▶ [Quoted passage]
/---
The Dow Jones Industrials were turned back again ahead of the
psychological 20k level.   Japan, Chinese and Taiwanese equities fell, but
most other markets in Asia rose, and this was sufficient to lift the MSCI
Asia-Pacific Index by a quarter of a percentage point for the second
consecutive session, ending a six-day slide.   Of note, Indonesian
equities have continued to recover.  The markets three-day advance has
lifted the bourse by 5.2%.  Recall foreigners were consistent sellers of Indonesian equities from early November
through the middle of December.   Foreign investors are re-weighting
Indonesian exposure and have been net buyers for a sixth session through
yesterday, and were seen as buyers today, though the final data has not been reported.   
European equity
markets are mixed, but mostly lower, with
the Dow Jones Stoxx 600 off about 0.25%.
  Financials and materials are the
weakest sectors today, while health care, telecoms,
and real estate are posting gains.  Yesterday it closed at its highest
level of the year.  The Stoxx 600 bank index is off 0.8% today.
 Italian bank shares are off around
0.6%, falling for the third session, and likely setting the stage to snap a
four-week 25% rally.  
Bonds are
rallying.
  Core  European bond yields are off 2-3 bp, though the
10-year UK Gilt yield is off six bp.
  Yields in the periphery of Europe are only slightly softer.  US
10-year yields continue to fall.  Recall the yield peaked in mid-December
near 2.64%.  With today’s four basis point decline, it is at 2.46%, which is
below the 20-day moving average for the first time since November 9, the day
after the US election.  
The news stream
is light. 
 There have been two economic reports
from Europe.  First, EMU money supply increased to a 4.8% pace in November
from 4.4%. Recall M3 growth slowed sharply in October from 5.1% in September.
 The recovery in November underscores
the noisy character of the time series.  Lending ticked up in November.
 Credit extended to non-financial firms rose 1.8% from 1.7%, while lending
to households increased 2.1%, up from
1.9%.  Second, UK house prices measured by Nationwide, rose 0.8% in
December, well above expectations, and sufficient to raise the year-over-year
pace to 4.5%, the same as in December 2015.  
The US reports
the advanced merchandise trade balance for November. 
 The deficit is expected to be little changed from just less than $62 bln.  Wholesale and
retail inventories will also be reported.
 Together, these reports will feed into economists’ forecasts for Q4 GDP.
\---
▶ [Recorded data]
/---
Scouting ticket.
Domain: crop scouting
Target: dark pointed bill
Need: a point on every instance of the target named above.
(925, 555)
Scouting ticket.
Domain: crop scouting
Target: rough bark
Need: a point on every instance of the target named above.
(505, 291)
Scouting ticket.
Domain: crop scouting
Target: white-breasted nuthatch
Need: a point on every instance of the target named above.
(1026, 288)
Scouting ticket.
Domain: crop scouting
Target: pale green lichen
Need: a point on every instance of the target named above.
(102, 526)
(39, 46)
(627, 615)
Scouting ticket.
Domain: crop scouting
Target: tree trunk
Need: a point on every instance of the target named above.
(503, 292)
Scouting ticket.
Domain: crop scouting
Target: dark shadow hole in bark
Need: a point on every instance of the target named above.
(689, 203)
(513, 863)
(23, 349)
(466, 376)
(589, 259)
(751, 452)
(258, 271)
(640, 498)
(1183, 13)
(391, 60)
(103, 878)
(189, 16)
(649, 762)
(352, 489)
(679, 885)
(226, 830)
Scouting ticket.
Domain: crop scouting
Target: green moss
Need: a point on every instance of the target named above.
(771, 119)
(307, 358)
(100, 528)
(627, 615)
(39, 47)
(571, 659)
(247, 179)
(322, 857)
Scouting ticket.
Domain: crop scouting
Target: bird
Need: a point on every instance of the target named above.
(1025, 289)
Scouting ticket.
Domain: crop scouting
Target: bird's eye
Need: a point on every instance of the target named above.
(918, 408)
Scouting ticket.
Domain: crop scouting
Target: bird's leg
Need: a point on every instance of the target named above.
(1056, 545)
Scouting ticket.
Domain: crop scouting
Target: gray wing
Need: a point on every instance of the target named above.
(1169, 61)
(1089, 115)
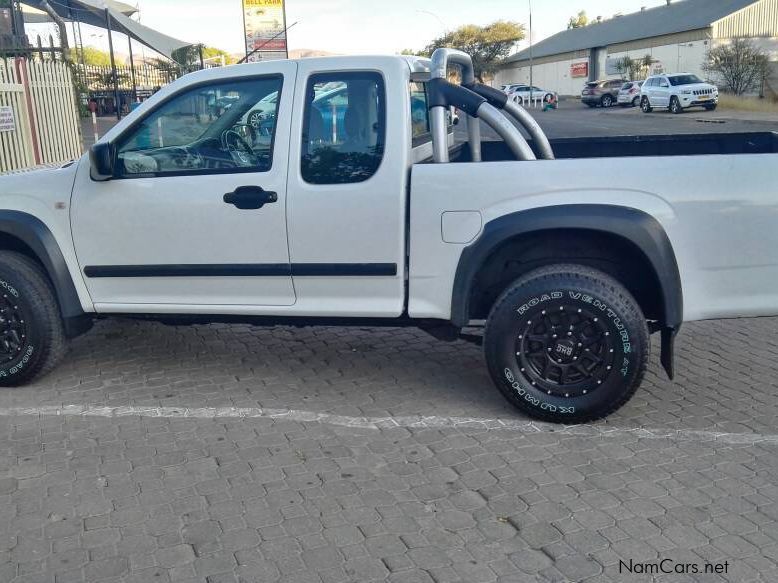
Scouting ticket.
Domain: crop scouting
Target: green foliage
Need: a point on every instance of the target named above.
(92, 56)
(189, 57)
(487, 45)
(578, 21)
(740, 66)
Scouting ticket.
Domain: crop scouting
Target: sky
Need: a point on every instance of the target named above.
(363, 26)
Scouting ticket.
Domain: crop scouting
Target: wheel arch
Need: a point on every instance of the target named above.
(28, 235)
(642, 231)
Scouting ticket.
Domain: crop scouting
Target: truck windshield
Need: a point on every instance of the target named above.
(685, 80)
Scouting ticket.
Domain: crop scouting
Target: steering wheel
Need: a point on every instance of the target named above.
(238, 148)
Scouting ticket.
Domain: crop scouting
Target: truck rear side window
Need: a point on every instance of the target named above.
(344, 127)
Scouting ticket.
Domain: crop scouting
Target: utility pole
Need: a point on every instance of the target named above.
(113, 66)
(531, 84)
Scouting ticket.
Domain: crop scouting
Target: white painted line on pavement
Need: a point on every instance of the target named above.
(377, 423)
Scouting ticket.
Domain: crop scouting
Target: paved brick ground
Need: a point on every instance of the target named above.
(227, 453)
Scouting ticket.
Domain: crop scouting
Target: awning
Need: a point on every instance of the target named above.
(34, 16)
(93, 12)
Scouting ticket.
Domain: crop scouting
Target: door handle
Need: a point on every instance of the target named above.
(250, 197)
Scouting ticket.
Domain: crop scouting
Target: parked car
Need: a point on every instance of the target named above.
(629, 94)
(565, 265)
(601, 93)
(522, 94)
(678, 92)
(510, 87)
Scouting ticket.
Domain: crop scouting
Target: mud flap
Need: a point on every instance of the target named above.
(668, 349)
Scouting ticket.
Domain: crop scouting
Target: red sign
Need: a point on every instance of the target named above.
(579, 69)
(277, 44)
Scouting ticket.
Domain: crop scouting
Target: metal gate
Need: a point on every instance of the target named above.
(39, 122)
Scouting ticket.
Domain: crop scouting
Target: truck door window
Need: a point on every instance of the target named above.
(344, 127)
(420, 119)
(226, 126)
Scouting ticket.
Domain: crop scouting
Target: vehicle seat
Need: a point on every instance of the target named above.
(316, 136)
(357, 132)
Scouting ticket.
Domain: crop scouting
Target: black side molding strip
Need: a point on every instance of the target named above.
(246, 270)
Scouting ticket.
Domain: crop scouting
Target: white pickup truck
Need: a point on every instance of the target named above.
(346, 200)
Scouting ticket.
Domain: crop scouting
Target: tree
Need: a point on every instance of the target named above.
(92, 56)
(740, 65)
(487, 45)
(578, 21)
(62, 31)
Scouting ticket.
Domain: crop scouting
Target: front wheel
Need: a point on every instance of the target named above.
(567, 344)
(32, 338)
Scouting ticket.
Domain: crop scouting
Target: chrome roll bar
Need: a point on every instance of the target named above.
(439, 70)
(497, 115)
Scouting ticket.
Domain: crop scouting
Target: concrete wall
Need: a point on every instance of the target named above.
(678, 53)
(685, 57)
(554, 76)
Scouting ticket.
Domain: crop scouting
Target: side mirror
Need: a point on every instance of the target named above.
(101, 162)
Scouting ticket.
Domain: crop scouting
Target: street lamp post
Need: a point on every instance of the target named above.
(531, 84)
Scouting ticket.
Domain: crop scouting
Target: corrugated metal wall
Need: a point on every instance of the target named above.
(760, 19)
(659, 41)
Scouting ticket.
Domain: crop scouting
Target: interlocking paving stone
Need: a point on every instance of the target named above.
(231, 453)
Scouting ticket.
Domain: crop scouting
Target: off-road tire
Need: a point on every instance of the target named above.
(32, 338)
(604, 355)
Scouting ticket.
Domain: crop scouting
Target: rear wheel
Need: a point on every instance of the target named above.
(32, 339)
(567, 344)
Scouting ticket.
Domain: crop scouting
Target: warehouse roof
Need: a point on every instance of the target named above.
(680, 16)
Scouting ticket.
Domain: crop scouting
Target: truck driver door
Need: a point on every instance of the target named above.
(195, 212)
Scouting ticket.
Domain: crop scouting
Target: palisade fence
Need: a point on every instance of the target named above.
(39, 121)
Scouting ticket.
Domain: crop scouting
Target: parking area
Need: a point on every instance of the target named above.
(575, 120)
(230, 453)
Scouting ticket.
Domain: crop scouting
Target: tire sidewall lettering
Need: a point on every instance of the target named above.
(621, 362)
(21, 363)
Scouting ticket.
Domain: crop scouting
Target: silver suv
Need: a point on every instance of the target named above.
(678, 92)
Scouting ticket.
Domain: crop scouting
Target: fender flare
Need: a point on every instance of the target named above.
(641, 229)
(36, 235)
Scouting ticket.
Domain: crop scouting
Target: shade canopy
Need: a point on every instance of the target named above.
(93, 12)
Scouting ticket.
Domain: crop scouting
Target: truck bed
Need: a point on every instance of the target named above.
(631, 146)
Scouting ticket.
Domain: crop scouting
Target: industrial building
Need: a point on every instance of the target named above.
(677, 36)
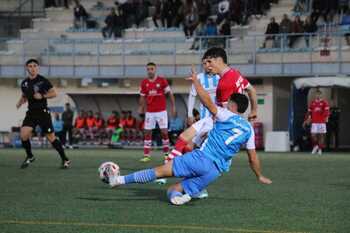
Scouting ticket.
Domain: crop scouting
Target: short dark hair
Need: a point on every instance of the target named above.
(32, 60)
(241, 101)
(151, 64)
(215, 52)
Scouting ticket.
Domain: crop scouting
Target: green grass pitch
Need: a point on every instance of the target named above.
(308, 194)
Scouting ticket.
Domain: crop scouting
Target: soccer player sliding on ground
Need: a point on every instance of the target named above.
(203, 166)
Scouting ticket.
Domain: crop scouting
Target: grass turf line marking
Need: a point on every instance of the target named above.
(151, 226)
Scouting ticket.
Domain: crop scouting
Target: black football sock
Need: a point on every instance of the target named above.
(58, 146)
(28, 148)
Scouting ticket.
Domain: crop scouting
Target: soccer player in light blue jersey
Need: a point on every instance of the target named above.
(209, 82)
(203, 166)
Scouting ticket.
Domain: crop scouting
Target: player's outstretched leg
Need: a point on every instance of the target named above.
(143, 176)
(59, 148)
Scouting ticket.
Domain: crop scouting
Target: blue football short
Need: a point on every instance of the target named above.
(198, 171)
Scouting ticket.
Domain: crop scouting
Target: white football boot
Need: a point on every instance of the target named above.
(180, 200)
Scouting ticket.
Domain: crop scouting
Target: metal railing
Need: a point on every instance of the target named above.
(21, 16)
(321, 53)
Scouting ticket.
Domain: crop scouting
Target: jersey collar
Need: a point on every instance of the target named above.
(224, 71)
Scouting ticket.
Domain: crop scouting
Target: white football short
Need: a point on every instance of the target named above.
(151, 118)
(318, 128)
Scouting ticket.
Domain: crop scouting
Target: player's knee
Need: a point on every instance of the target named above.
(25, 134)
(51, 137)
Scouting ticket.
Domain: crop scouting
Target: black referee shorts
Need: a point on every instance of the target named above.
(41, 118)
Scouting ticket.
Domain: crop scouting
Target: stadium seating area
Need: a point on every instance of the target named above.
(57, 43)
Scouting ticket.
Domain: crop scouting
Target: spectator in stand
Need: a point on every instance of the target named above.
(141, 7)
(99, 127)
(199, 32)
(309, 27)
(190, 22)
(225, 31)
(297, 28)
(176, 126)
(324, 8)
(67, 117)
(285, 28)
(58, 126)
(223, 11)
(90, 123)
(160, 12)
(113, 26)
(112, 123)
(179, 13)
(236, 11)
(130, 128)
(211, 32)
(80, 15)
(272, 28)
(345, 26)
(302, 6)
(80, 126)
(203, 10)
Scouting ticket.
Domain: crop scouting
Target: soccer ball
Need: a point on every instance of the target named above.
(106, 170)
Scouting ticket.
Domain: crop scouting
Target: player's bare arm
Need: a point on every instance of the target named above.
(48, 95)
(142, 105)
(203, 95)
(253, 103)
(255, 166)
(21, 101)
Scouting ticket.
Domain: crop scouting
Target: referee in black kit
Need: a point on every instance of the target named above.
(36, 90)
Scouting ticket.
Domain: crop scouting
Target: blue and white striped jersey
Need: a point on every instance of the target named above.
(209, 83)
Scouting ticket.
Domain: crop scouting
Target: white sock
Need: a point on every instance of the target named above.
(121, 179)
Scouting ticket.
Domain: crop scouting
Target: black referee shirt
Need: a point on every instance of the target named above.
(37, 85)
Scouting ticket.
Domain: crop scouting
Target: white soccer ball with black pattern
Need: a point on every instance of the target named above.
(106, 170)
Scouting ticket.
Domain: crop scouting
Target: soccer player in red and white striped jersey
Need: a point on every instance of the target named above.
(153, 101)
(318, 114)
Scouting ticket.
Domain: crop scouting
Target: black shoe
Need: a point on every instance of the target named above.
(27, 161)
(65, 164)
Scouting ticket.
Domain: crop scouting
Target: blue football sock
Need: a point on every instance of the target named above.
(143, 176)
(173, 193)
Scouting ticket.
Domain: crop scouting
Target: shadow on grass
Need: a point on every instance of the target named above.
(134, 194)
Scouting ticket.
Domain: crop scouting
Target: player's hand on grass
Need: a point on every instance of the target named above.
(38, 96)
(264, 180)
(252, 116)
(190, 121)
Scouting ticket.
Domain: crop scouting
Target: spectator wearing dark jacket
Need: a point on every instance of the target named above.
(113, 25)
(203, 10)
(285, 28)
(297, 28)
(80, 15)
(272, 29)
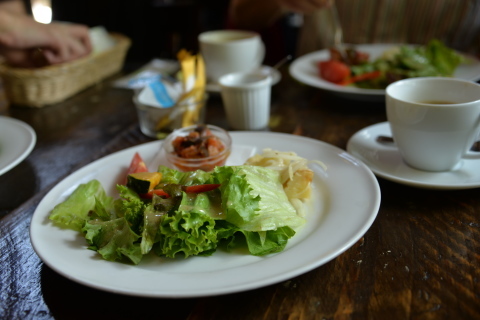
\---
▶ [Given request]
Reproduce the market commentary word for word, from "The news stream" to "up in November.". None of the lines has any bearing on what is asked here.

▶ [Worked answer]
The news stream
is light. 
 There have been two economic reports
from Europe.  First, EMU money supply increased to a 4.8% pace in November
from 4.4%. Recall M3 growth slowed sharply in October from 5.1% in September.
 The recovery in November underscores
the noisy character of the time series.  Lending ticked up in November.